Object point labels
^^^^

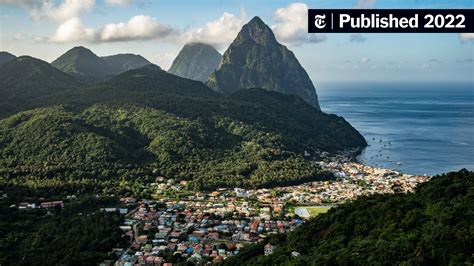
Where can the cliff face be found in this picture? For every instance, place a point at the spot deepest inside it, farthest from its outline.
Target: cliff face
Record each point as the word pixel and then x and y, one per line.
pixel 255 59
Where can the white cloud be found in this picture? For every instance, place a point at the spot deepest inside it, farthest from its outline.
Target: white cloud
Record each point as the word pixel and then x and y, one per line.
pixel 364 4
pixel 73 30
pixel 292 26
pixel 164 60
pixel 137 28
pixel 119 2
pixel 466 36
pixel 218 32
pixel 50 9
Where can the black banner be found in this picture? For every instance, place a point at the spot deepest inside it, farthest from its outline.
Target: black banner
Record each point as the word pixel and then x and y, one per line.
pixel 390 20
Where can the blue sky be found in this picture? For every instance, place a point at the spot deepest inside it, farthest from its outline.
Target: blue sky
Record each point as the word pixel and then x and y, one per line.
pixel 158 29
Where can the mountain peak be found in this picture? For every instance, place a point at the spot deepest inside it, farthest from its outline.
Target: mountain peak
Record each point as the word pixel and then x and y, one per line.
pixel 257 31
pixel 6 57
pixel 255 59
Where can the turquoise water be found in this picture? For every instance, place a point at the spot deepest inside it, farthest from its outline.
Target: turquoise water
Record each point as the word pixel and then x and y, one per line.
pixel 416 128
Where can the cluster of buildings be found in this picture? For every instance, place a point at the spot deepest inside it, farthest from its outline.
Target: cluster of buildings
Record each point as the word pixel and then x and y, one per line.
pixel 196 230
pixel 212 226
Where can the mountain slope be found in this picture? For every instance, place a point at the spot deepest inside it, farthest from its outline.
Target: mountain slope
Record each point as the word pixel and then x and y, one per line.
pixel 255 59
pixel 433 226
pixel 25 81
pixel 88 68
pixel 81 61
pixel 6 57
pixel 147 119
pixel 195 61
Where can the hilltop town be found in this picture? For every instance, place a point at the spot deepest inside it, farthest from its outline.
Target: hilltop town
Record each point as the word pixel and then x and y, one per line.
pixel 215 225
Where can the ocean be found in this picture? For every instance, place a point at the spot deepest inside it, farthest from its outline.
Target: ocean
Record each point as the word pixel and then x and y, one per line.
pixel 415 128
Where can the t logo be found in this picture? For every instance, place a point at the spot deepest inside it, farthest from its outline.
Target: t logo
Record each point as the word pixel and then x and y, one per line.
pixel 319 21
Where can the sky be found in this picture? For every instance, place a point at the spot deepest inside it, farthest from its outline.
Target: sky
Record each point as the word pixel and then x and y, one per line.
pixel 158 29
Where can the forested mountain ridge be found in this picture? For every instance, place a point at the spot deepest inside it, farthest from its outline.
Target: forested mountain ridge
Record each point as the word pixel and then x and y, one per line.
pixel 6 57
pixel 195 61
pixel 215 142
pixel 432 226
pixel 88 68
pixel 25 81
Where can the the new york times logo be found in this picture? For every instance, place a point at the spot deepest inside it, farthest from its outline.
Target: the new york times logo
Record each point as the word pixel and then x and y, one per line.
pixel 320 21
pixel 390 20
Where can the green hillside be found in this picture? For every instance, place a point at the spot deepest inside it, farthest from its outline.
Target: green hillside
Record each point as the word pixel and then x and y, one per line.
pixel 433 226
pixel 195 61
pixel 26 81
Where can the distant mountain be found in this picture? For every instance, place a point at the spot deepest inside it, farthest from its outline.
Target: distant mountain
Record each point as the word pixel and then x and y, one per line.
pixel 255 59
pixel 6 57
pixel 428 227
pixel 123 62
pixel 25 80
pixel 149 119
pixel 196 61
pixel 87 67
pixel 82 61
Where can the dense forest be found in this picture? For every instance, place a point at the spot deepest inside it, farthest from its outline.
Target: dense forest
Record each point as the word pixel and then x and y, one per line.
pixel 433 226
pixel 76 235
pixel 115 136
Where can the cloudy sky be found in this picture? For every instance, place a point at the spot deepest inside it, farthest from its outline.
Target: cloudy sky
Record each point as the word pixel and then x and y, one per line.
pixel 158 29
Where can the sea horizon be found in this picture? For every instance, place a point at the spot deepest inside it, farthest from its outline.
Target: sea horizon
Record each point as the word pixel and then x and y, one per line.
pixel 413 127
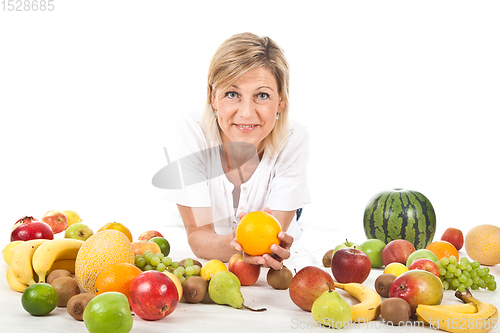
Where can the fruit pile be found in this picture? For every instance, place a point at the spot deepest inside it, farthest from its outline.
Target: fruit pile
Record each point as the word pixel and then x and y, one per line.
pixel 141 277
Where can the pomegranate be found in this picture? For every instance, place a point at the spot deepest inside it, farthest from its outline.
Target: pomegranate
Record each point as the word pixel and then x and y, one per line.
pixel 153 295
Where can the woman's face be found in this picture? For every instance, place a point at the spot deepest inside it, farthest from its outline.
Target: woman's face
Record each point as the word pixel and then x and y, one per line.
pixel 246 111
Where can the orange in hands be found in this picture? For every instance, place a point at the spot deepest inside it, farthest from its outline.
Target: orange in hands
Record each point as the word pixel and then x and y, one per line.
pixel 257 231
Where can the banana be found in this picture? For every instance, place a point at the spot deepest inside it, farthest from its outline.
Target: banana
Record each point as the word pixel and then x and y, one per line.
pixel 14 283
pixel 7 251
pixel 20 260
pixel 67 264
pixel 482 321
pixel 50 252
pixel 369 308
pixel 459 308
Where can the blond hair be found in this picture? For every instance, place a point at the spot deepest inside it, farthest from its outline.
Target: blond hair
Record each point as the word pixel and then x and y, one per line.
pixel 236 56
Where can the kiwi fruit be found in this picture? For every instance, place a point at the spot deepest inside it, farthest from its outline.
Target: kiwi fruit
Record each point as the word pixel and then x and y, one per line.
pixel 194 289
pixel 66 288
pixel 383 284
pixel 395 310
pixel 57 273
pixel 76 305
pixel 195 262
pixel 279 279
pixel 327 259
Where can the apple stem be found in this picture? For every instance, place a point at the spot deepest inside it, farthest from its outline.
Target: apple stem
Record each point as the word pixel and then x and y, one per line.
pixel 255 310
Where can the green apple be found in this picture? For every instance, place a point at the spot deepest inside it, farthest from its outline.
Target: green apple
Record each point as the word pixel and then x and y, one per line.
pixel 108 312
pixel 422 253
pixel 373 249
pixel 331 310
pixel 163 244
pixel 78 231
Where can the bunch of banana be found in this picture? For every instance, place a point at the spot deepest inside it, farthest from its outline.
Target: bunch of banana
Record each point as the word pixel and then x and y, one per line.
pixel 461 317
pixel 31 261
pixel 369 307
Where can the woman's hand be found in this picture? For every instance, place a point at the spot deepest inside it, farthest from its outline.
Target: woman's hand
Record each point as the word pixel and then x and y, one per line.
pixel 280 252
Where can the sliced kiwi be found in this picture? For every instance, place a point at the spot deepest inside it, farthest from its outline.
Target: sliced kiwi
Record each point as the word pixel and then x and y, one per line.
pixel 383 284
pixel 56 274
pixel 66 288
pixel 395 310
pixel 194 289
pixel 279 279
pixel 76 305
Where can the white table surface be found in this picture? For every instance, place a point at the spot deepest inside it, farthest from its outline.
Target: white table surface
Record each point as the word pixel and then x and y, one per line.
pixel 281 315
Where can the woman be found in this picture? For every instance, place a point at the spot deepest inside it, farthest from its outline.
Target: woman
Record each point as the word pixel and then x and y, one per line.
pixel 247 107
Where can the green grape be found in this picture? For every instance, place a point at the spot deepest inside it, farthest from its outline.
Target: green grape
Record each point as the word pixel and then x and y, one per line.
pixel 488 278
pixel 148 257
pixel 188 262
pixel 190 270
pixel 140 262
pixel 445 261
pixel 166 261
pixel 155 261
pixel 446 285
pixel 481 272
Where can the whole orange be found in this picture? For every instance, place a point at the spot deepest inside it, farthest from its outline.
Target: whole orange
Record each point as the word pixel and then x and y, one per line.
pixel 257 231
pixel 116 277
pixel 442 249
pixel 117 226
pixel 482 243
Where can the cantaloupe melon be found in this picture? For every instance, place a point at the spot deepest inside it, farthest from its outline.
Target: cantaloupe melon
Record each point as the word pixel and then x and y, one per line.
pixel 99 251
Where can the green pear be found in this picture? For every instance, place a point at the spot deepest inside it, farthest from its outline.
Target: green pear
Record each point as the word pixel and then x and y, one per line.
pixel 224 288
pixel 331 310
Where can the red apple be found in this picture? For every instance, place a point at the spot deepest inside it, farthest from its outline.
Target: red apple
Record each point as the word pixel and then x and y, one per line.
pixel 247 273
pixel 307 285
pixel 153 295
pixel 147 235
pixel 454 236
pixel 24 220
pixel 425 265
pixel 397 250
pixel 350 265
pixel 33 230
pixel 417 287
pixel 57 220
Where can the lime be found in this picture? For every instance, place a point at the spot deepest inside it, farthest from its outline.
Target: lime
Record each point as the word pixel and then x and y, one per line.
pixel 163 244
pixel 39 299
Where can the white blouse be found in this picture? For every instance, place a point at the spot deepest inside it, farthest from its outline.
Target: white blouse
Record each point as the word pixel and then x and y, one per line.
pixel 279 182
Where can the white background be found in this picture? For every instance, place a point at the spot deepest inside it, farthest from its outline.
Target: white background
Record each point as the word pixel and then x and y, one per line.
pixel 394 94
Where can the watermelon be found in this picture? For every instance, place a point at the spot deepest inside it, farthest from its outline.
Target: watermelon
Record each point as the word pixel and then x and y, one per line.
pixel 400 214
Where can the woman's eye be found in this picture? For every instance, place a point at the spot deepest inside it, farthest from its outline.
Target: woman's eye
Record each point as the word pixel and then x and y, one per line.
pixel 263 96
pixel 231 94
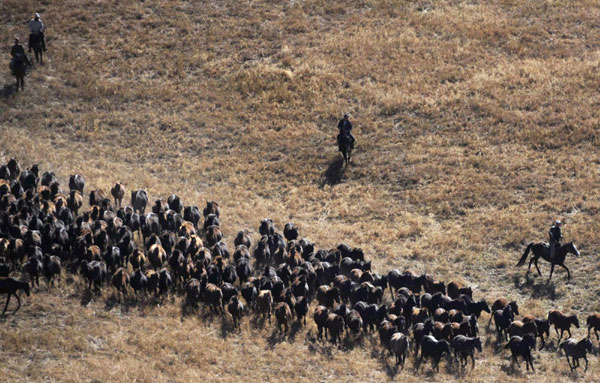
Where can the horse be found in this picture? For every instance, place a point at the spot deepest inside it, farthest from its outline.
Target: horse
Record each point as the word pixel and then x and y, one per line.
pixel 345 147
pixel 562 322
pixel 10 286
pixel 542 250
pixel 36 45
pixel 18 65
pixel 464 347
pixel 522 346
pixel 576 350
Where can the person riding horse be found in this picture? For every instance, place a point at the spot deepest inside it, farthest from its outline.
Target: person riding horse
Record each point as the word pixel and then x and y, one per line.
pixel 555 237
pixel 36 30
pixel 345 128
pixel 17 49
pixel 18 63
pixel 17 52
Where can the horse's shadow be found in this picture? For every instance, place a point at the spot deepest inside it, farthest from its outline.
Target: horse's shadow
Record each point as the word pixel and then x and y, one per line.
pixel 537 288
pixel 227 328
pixel 334 173
pixel 8 90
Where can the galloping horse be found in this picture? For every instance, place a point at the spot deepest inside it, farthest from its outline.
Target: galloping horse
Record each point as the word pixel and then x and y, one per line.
pixel 36 45
pixel 345 146
pixel 541 249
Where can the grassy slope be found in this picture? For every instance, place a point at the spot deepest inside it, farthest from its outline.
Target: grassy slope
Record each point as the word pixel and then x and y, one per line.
pixel 476 124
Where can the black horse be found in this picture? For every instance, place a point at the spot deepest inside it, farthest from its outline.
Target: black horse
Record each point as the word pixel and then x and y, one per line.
pixel 18 66
pixel 345 146
pixel 542 250
pixel 36 45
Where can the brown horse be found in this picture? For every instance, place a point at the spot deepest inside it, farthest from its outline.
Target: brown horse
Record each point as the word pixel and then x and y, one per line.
pixel 542 250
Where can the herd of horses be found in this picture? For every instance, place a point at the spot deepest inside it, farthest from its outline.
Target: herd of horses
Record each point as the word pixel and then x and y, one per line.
pixel 179 249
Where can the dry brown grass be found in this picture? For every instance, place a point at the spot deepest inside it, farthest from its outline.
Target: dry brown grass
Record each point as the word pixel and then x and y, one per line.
pixel 477 125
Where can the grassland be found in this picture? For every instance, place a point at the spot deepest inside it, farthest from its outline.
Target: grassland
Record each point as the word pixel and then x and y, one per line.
pixel 476 121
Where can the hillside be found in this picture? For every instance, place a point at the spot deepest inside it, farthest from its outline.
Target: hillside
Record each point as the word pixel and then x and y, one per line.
pixel 476 122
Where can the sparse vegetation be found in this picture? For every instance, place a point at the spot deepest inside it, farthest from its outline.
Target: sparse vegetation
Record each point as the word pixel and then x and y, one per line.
pixel 476 125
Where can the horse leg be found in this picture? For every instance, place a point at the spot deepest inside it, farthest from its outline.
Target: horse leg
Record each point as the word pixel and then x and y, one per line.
pixel 530 361
pixel 537 267
pixel 18 301
pixel 6 306
pixel 551 271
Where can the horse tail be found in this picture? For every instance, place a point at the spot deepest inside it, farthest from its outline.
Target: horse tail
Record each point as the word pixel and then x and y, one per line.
pixel 524 257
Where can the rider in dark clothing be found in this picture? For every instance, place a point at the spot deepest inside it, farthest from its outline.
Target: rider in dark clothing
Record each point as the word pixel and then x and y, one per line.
pixel 17 48
pixel 17 53
pixel 555 237
pixel 345 128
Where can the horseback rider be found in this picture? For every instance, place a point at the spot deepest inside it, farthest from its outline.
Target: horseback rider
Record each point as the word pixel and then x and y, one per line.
pixel 17 53
pixel 36 28
pixel 555 237
pixel 345 128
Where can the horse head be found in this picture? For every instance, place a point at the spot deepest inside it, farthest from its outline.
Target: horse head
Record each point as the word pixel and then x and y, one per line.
pixel 587 344
pixel 573 319
pixel 571 248
pixel 529 341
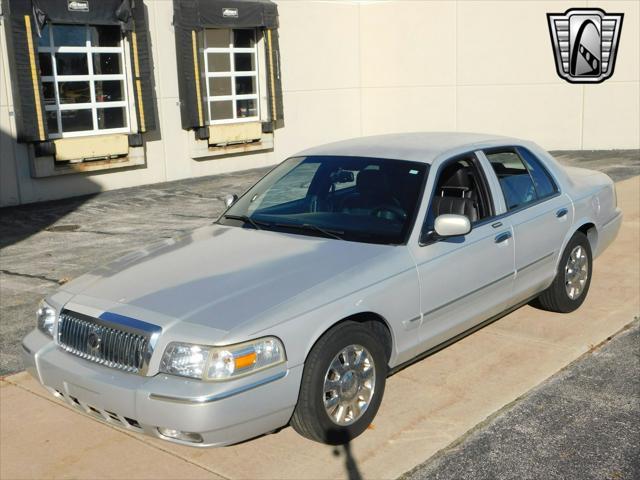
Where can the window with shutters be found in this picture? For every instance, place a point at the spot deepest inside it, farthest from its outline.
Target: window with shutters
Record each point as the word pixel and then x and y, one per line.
pixel 231 66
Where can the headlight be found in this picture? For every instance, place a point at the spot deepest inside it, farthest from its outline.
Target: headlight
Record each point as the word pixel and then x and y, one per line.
pixel 221 363
pixel 46 318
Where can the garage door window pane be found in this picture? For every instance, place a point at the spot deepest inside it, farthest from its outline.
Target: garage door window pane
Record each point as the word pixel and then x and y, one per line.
pixel 245 85
pixel 217 38
pixel 243 38
pixel 74 92
pixel 232 80
pixel 52 121
pixel 46 69
pixel 49 93
pixel 70 36
pixel 219 86
pixel 222 110
pixel 246 108
pixel 111 118
pixel 106 63
pixel 83 71
pixel 244 62
pixel 105 36
pixel 71 64
pixel 44 40
pixel 109 91
pixel 77 120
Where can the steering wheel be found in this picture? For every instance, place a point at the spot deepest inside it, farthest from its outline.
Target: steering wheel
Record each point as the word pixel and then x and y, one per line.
pixel 389 212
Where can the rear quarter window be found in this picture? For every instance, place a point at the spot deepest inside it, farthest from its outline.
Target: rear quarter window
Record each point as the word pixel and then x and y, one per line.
pixel 515 181
pixel 544 183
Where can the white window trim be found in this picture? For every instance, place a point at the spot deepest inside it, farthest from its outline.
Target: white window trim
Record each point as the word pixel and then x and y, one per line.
pixel 231 50
pixel 94 105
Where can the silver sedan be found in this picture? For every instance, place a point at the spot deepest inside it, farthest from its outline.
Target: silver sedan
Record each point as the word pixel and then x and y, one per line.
pixel 339 267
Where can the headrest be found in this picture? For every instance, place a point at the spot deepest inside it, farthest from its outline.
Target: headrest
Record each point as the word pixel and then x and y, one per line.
pixel 459 179
pixel 371 182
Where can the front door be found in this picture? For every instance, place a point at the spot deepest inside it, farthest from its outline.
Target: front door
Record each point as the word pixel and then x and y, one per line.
pixel 463 280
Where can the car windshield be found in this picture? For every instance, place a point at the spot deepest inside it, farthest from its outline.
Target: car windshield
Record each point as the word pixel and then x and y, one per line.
pixel 348 198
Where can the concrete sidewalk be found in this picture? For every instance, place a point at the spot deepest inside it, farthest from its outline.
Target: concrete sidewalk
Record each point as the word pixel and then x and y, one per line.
pixel 426 406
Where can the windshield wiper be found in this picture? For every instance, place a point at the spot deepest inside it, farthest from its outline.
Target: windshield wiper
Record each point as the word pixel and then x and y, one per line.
pixel 337 234
pixel 246 219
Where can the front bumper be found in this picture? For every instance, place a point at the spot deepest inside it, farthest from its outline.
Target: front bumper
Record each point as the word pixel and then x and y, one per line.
pixel 223 413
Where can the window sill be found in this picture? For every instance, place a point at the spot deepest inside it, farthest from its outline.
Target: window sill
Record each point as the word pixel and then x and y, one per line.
pixel 201 150
pixel 47 166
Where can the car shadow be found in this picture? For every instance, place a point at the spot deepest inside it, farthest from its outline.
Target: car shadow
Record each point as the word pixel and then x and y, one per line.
pixel 342 449
pixel 22 221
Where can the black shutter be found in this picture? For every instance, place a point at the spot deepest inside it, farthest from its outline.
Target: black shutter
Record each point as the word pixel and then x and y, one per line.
pixel 274 81
pixel 187 28
pixel 141 71
pixel 22 44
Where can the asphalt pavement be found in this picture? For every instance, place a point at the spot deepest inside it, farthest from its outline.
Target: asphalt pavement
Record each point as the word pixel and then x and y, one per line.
pixel 46 244
pixel 583 423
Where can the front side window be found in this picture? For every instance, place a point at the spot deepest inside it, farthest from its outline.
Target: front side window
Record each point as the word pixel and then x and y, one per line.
pixel 83 80
pixel 231 65
pixel 352 198
pixel 520 185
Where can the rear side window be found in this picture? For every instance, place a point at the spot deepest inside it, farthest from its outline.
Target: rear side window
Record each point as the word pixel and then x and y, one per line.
pixel 545 186
pixel 515 181
pixel 523 179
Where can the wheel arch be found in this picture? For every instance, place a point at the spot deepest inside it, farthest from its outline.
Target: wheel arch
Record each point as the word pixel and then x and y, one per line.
pixel 376 322
pixel 588 228
pixel 591 231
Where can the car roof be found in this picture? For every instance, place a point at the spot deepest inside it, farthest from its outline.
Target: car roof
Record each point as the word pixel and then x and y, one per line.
pixel 418 147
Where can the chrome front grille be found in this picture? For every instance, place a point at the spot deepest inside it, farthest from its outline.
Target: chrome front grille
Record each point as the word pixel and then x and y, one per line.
pixel 111 344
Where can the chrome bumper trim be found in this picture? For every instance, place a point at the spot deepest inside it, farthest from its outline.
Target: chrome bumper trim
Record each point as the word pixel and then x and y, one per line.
pixel 218 396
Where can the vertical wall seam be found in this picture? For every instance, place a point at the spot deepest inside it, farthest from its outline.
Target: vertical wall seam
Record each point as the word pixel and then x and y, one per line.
pixel 455 70
pixel 360 86
pixel 582 120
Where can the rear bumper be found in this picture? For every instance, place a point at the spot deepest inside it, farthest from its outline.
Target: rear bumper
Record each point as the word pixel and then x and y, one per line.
pixel 223 413
pixel 608 232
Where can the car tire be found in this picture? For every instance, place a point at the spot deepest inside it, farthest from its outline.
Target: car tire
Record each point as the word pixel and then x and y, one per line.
pixel 574 272
pixel 314 416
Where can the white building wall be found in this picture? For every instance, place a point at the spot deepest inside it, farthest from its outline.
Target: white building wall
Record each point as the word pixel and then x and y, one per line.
pixel 355 68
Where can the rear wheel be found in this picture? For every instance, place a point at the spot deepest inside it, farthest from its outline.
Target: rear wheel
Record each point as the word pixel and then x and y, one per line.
pixel 342 385
pixel 569 288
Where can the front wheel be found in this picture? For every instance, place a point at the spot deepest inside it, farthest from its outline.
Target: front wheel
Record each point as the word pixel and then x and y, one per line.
pixel 569 288
pixel 342 385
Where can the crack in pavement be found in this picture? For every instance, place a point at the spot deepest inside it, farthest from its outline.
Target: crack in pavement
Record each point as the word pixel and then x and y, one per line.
pixel 28 275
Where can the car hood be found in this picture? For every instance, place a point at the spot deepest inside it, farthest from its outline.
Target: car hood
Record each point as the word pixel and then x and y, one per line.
pixel 222 276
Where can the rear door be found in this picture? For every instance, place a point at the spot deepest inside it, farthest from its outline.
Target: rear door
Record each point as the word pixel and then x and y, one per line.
pixel 463 280
pixel 539 213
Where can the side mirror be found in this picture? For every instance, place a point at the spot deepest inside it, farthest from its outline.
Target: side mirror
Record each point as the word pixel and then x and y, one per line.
pixel 452 225
pixel 230 200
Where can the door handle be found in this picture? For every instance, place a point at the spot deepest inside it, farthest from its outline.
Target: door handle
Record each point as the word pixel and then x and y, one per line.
pixel 501 237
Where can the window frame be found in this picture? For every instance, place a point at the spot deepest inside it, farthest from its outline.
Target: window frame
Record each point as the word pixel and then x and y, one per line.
pixel 516 149
pixel 424 239
pixel 232 74
pixel 89 50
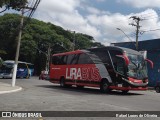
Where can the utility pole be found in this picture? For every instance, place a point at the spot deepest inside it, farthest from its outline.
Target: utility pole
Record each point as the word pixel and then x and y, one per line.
pixel 137 20
pixel 74 40
pixel 18 48
pixel 48 57
pixel 19 37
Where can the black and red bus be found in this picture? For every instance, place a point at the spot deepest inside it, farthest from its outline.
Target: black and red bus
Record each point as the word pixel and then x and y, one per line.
pixel 109 68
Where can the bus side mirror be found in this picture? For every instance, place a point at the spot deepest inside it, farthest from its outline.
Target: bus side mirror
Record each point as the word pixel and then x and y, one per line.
pixel 125 58
pixel 150 62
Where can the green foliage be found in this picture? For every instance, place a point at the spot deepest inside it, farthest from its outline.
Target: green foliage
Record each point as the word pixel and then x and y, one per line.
pixel 13 4
pixel 36 37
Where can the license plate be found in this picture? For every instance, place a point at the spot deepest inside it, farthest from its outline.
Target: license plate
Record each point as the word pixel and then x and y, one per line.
pixel 119 85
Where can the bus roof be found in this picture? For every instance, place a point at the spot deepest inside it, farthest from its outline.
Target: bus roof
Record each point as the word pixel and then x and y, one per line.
pixel 122 49
pixel 12 61
pixel 67 53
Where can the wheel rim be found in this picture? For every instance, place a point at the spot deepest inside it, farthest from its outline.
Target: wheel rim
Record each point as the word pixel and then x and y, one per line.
pixel 105 86
pixel 157 89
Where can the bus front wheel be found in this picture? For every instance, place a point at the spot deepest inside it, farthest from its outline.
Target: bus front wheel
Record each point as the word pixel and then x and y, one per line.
pixel 104 86
pixel 125 91
pixel 157 88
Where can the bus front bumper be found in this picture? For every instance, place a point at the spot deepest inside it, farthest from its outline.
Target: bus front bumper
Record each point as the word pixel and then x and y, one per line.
pixel 128 88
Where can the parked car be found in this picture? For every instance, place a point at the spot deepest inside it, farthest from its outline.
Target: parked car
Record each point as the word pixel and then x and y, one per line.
pixel 157 87
pixel 44 75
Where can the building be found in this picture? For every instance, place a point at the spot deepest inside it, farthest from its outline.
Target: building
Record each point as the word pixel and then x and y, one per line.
pixel 153 53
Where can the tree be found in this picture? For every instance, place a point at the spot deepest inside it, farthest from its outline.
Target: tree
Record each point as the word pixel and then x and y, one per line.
pixel 12 4
pixel 36 37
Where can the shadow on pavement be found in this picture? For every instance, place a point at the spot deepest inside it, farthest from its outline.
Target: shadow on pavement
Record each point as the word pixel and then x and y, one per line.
pixel 86 90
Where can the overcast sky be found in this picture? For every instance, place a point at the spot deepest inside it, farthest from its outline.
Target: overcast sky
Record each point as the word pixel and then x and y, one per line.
pixel 100 18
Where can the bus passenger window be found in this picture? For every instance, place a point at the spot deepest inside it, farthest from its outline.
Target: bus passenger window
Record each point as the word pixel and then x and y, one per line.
pixel 84 59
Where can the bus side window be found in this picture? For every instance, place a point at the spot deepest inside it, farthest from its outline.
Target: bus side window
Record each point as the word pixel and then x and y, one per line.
pixel 55 60
pixel 84 59
pixel 64 60
pixel 70 58
pixel 113 54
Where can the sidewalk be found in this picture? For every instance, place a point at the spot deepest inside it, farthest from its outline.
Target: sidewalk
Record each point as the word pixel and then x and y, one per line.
pixel 7 88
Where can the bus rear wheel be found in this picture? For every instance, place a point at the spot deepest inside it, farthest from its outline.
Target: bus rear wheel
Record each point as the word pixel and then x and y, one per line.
pixel 157 88
pixel 125 91
pixel 104 87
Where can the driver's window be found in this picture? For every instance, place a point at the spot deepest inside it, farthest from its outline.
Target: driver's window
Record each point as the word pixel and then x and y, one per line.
pixel 120 65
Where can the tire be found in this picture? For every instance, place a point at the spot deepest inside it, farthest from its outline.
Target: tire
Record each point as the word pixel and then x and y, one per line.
pixel 62 82
pixel 125 91
pixel 28 76
pixel 157 89
pixel 104 86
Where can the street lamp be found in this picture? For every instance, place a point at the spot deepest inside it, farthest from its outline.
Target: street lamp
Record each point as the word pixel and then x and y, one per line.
pixel 124 34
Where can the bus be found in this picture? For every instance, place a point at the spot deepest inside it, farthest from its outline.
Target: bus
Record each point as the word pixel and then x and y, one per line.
pixel 24 69
pixel 109 68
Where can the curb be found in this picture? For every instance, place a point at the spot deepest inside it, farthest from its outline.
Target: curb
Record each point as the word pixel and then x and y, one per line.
pixel 10 91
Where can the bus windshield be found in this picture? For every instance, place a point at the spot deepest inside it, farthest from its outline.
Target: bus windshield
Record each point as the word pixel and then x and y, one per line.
pixel 137 67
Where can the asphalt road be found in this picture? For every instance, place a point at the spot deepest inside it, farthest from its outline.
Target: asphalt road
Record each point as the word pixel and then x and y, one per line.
pixel 40 95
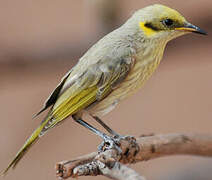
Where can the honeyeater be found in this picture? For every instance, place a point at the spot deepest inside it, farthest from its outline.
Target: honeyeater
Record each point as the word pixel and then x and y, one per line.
pixel 111 70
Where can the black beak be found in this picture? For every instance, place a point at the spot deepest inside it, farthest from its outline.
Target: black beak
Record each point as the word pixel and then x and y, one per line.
pixel 191 28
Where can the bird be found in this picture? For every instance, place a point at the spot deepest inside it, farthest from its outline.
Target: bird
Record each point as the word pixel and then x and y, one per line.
pixel 112 69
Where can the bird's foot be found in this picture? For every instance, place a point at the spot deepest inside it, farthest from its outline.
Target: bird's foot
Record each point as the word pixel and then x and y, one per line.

^^^^

Put the part that opens with the line containing "Where can the mountain peak" and closes with the line containing "pixel 415 128" into a JSON list of strings, one string per line, leaving out any blank lines.

Correct result:
[
  "Where can the mountain peak be found in this picture? For every instance, place a point at the spot deepest inside it, farthest from its outline.",
  "Target: mountain peak",
  "Record each point as the word pixel and then x and y, one per line.",
  "pixel 257 31",
  "pixel 6 57",
  "pixel 255 59",
  "Where can the turquoise water be found in this picture? For every instance, place a point at the spot deepest inside it, farthest from its outline.",
  "Target: turquoise water",
  "Record each point as the word pixel and then x and y, one per line.",
  "pixel 416 128",
  "Where can the cluster of buildings be found in this picture? For every instance, place a point at the spot deepest inside it, farthest from its outline.",
  "Target: cluster of buildings",
  "Record each point as the word pixel and then x and y, one per line.",
  "pixel 196 230",
  "pixel 212 226",
  "Where can the mountain slope be found in this picture? For every instance, place a point at the spot deepest inside it, farthest from its outline.",
  "Target: mountain slope",
  "Record each point as the word pixel and then x and y, one per line.",
  "pixel 255 59",
  "pixel 433 226",
  "pixel 25 81",
  "pixel 88 68",
  "pixel 81 61",
  "pixel 6 57",
  "pixel 147 119",
  "pixel 195 61",
  "Where can the hilltop town be found in this picture? For every instance, place a point at the spot deepest inside it, farthest from its outline.",
  "Target: hilltop town",
  "Record each point as the word pixel and then x and y, one per line.",
  "pixel 215 225",
  "Where can the ocean be found in this picture? For every instance, place a point at the spot deepest inside it, farthest from its outline.",
  "Target: ocean",
  "Record each point as the word pixel and then x and y, one per line.",
  "pixel 415 128"
]